--- BEGIN Task data ---

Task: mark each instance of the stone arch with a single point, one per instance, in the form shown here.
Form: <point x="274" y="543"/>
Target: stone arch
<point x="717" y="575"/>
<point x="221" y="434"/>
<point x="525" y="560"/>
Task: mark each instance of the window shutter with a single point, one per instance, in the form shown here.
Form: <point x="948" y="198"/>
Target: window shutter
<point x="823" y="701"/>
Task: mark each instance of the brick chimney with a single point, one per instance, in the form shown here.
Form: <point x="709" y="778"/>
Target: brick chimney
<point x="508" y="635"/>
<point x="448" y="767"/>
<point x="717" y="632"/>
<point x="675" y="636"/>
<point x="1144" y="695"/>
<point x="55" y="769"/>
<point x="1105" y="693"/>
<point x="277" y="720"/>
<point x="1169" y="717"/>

--- END Task data ---

Please rewrite every line of the items above as a Markdown table with two columns, Row for the row number and Entry for the line itself, leaving out any blank lines.

| Row | Entry |
|---|---|
| 1 | Task: mark each instance of the stone arch with a single point, one per instance, in the form shown here. |
| 2 | Form: <point x="274" y="543"/> |
| 3 | Target: stone arch |
| 4 | <point x="717" y="575"/> |
| 5 | <point x="221" y="434"/> |
| 6 | <point x="525" y="560"/> |
| 7 | Task: mark each instance of the window shutter with a single point, one per instance, in the form shown here. |
| 8 | Form: <point x="948" y="198"/> |
| 9 | Target: window shutter |
| 10 | <point x="823" y="701"/> |
| 11 | Task: mark each instance of the brick chimney with a single point, one per instance, in the form shown here. |
| 12 | Form: <point x="709" y="778"/> |
| 13 | Target: brick chimney |
| 14 | <point x="508" y="635"/> |
| 15 | <point x="448" y="767"/> |
| 16 | <point x="717" y="632"/> |
| 17 | <point x="675" y="636"/> |
| 18 | <point x="1144" y="695"/> |
| 19 | <point x="55" y="769"/> |
| 20 | <point x="1105" y="693"/> |
| 21 | <point x="277" y="720"/> |
| 22 | <point x="1169" y="717"/> |